In the dataset excerpt below, copy word for word the lines starting at the one containing "311, row 185." and ending at the one containing "column 230, row 374", with both of those lines included.

Dataset excerpt
►

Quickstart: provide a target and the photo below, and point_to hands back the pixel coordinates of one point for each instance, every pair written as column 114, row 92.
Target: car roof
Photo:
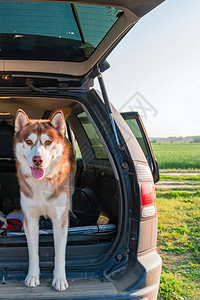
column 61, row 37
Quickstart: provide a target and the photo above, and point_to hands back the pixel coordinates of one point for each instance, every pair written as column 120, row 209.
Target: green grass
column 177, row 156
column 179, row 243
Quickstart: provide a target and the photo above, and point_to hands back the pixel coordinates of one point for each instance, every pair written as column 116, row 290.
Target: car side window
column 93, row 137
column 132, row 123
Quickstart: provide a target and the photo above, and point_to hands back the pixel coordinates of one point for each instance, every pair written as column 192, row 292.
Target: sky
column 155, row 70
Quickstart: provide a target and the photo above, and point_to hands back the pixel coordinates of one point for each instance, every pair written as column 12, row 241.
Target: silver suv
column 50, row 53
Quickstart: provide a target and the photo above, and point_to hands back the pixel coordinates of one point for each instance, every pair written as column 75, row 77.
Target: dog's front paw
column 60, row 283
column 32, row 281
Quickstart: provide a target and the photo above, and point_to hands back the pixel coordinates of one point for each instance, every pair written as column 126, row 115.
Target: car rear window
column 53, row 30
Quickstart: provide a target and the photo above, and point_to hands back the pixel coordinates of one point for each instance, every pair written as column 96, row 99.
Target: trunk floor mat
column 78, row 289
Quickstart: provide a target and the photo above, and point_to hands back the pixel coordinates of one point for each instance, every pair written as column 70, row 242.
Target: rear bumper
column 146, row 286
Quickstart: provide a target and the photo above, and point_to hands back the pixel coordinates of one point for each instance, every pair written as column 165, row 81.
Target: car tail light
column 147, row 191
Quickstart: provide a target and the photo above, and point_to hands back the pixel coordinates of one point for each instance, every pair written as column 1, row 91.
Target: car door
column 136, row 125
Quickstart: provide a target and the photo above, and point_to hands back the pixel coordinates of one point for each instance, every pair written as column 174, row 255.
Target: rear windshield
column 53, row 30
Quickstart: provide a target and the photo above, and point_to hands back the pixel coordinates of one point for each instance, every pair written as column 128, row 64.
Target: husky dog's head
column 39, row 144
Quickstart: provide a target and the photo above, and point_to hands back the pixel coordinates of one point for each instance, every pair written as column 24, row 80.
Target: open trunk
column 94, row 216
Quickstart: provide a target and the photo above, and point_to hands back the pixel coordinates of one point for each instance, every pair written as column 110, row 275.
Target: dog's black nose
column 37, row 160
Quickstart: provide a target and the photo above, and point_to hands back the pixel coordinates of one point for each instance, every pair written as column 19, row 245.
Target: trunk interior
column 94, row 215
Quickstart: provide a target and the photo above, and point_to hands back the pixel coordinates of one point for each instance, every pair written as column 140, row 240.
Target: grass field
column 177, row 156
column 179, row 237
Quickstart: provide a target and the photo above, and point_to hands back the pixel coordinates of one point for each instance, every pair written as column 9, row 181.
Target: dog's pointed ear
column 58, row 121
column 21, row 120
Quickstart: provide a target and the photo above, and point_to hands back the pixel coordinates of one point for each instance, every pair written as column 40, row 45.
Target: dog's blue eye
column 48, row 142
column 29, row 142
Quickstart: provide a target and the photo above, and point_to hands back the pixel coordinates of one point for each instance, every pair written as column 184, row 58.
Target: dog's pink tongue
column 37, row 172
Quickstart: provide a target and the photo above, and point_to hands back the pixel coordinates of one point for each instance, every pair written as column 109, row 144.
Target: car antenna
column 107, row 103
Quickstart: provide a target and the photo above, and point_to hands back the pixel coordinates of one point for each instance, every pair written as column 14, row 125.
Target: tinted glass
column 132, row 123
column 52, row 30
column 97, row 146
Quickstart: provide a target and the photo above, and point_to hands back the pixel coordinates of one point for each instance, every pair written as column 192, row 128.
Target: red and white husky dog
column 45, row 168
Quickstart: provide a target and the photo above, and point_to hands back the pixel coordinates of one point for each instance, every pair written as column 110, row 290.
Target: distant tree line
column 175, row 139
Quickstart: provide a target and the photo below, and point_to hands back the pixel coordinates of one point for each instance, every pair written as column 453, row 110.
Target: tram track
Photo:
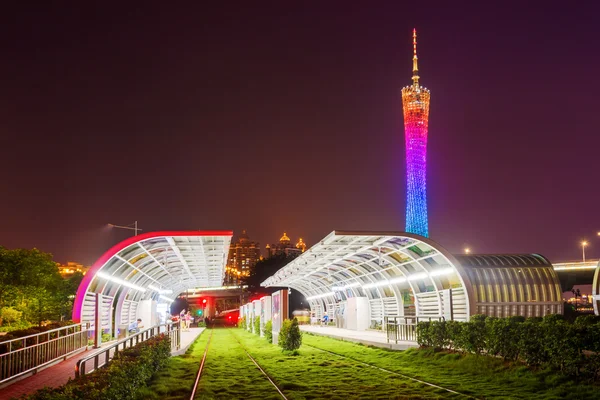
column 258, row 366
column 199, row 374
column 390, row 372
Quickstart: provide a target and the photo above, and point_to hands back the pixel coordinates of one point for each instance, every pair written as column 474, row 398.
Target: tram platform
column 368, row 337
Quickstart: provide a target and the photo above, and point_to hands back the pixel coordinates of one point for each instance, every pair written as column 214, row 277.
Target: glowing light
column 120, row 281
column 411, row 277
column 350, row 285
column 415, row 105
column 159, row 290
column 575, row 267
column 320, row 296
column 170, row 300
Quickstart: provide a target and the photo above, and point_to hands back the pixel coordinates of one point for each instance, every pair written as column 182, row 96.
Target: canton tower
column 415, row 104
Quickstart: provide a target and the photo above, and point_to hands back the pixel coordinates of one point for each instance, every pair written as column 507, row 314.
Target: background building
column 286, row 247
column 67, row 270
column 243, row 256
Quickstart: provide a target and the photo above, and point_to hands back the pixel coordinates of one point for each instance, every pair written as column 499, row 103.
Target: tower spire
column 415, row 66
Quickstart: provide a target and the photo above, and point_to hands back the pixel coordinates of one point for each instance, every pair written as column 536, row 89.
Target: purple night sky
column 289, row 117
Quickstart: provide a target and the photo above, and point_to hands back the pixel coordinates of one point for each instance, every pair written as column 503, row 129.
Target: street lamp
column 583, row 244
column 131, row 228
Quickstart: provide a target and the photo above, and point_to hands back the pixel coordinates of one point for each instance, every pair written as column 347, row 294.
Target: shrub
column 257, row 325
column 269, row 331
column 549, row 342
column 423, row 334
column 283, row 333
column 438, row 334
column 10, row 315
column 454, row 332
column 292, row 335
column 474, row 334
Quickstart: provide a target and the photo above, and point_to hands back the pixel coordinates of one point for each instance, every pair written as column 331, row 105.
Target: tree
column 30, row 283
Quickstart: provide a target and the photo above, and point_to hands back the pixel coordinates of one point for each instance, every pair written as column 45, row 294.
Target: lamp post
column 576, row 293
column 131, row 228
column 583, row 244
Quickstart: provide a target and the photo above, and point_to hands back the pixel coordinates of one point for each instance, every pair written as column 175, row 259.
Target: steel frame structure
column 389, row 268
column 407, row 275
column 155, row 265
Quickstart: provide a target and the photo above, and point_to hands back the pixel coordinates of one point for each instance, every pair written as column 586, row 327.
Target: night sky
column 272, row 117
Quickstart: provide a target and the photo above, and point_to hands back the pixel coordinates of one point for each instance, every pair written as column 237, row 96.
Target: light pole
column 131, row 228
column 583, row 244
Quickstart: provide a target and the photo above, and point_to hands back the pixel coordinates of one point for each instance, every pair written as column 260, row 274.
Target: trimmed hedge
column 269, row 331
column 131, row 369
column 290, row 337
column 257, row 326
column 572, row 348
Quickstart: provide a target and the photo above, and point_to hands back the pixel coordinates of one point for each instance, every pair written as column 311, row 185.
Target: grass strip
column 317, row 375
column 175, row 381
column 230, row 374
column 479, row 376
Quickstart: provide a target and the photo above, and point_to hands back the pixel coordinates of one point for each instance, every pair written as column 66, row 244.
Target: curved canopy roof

◄
►

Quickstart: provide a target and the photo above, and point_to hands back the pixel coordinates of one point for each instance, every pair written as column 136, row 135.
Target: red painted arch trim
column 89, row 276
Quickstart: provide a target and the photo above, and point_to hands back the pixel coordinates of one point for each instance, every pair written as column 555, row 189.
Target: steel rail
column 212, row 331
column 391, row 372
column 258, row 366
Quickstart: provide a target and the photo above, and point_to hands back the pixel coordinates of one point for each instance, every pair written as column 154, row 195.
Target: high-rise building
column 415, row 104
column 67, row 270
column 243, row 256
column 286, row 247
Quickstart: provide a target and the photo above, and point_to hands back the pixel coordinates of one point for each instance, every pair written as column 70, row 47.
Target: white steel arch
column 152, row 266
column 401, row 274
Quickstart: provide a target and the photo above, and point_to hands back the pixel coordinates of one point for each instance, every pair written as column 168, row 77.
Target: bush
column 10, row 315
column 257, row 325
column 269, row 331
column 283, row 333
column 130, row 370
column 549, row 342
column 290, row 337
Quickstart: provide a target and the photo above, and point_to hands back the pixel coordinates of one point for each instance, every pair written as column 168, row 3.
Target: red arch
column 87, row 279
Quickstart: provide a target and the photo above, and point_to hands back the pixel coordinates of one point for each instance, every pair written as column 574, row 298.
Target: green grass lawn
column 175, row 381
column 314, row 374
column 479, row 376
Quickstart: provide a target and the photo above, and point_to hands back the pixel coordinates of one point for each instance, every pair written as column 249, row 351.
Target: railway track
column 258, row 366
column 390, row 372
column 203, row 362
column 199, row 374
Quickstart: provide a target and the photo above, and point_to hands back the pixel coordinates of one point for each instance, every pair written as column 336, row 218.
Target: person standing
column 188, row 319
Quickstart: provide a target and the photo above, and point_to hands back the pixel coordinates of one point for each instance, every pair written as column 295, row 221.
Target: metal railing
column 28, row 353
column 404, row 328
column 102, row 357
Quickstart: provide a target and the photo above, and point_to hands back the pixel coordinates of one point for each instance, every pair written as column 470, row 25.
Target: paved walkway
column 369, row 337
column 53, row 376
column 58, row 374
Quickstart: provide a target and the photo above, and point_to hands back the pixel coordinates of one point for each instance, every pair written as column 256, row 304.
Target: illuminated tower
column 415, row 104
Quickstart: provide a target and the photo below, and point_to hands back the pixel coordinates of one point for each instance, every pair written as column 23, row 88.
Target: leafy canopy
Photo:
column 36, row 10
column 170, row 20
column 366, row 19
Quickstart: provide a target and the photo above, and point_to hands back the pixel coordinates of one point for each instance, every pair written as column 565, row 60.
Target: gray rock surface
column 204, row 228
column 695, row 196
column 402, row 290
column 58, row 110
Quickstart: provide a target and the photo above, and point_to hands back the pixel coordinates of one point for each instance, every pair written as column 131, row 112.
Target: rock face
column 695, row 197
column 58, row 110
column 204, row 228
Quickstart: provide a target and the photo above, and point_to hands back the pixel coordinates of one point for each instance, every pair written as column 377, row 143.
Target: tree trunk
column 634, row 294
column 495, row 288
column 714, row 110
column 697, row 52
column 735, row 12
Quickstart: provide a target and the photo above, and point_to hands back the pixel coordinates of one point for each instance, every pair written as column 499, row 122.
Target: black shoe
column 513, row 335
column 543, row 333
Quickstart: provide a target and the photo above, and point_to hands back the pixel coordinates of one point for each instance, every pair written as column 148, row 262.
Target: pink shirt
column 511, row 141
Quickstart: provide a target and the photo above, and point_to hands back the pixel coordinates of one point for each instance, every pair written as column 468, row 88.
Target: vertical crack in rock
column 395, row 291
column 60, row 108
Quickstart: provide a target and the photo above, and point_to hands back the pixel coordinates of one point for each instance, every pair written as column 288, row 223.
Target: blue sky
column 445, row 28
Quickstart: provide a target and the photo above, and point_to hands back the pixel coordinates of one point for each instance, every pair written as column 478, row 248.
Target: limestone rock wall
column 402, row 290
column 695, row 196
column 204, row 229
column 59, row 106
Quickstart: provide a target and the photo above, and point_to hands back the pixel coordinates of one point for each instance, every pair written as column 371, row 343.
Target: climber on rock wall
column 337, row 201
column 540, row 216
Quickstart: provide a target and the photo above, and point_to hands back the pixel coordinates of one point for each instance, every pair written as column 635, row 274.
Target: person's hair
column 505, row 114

◄
►

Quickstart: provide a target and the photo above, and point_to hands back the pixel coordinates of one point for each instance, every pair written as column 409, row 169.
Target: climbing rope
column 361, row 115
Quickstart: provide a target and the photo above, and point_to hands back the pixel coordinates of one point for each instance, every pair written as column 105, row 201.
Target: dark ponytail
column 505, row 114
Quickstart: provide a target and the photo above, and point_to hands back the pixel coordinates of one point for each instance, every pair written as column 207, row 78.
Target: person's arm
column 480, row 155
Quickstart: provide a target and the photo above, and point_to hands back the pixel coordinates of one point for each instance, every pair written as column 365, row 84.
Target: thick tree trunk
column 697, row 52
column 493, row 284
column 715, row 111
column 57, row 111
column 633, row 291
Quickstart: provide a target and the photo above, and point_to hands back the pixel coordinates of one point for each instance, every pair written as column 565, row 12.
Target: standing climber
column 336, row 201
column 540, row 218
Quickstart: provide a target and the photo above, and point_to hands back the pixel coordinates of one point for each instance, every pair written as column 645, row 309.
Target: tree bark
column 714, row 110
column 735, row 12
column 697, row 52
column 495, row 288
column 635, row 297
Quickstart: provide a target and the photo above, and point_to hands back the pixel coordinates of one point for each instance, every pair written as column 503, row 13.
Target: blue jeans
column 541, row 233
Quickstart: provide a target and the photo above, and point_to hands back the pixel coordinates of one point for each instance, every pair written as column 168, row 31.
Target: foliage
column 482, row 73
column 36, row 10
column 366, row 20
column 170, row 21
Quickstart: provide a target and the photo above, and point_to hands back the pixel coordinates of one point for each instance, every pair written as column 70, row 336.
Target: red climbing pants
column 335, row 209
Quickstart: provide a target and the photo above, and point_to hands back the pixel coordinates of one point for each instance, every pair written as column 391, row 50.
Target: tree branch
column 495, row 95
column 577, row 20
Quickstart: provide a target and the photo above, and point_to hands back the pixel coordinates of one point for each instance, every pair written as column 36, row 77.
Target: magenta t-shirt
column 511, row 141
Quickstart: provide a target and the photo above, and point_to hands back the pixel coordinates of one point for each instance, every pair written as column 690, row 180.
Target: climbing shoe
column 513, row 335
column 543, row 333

◄

Result of the exercise:
Quickstart: provide a target and the photo above, and point_to hands back the pixel coordinates of one point for each instance, every pair written as column 311, row 185.
Target: grass strip
column 317, row 375
column 175, row 381
column 230, row 374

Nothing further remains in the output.